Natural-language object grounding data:

+++

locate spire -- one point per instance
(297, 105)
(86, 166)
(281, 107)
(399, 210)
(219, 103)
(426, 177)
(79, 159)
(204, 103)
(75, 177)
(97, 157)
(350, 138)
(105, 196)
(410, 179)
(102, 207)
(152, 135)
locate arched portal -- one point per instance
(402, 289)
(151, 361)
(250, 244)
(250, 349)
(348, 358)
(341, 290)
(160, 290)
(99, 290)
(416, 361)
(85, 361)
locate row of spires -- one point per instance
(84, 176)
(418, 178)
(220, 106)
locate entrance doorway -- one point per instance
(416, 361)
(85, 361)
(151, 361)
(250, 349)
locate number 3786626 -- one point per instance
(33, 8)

+++

== TASK STATEMENT ==
Output the complete data verbatim.

== ANSWER TO THE PROBLEM ==
locate spire -- one point per instance
(297, 105)
(86, 166)
(281, 107)
(399, 210)
(219, 103)
(426, 177)
(79, 159)
(204, 103)
(75, 177)
(97, 157)
(350, 138)
(105, 196)
(410, 179)
(102, 207)
(152, 135)
locate arched portal -- one point per instance
(402, 289)
(151, 361)
(250, 244)
(250, 349)
(348, 358)
(341, 290)
(160, 290)
(99, 290)
(416, 361)
(85, 361)
locate row of spires -- one point per instance
(84, 176)
(418, 178)
(220, 106)
locate entrance doorway -- one point per instance
(416, 361)
(85, 361)
(151, 361)
(250, 349)
locate number 3786626 -- one point per instance
(33, 8)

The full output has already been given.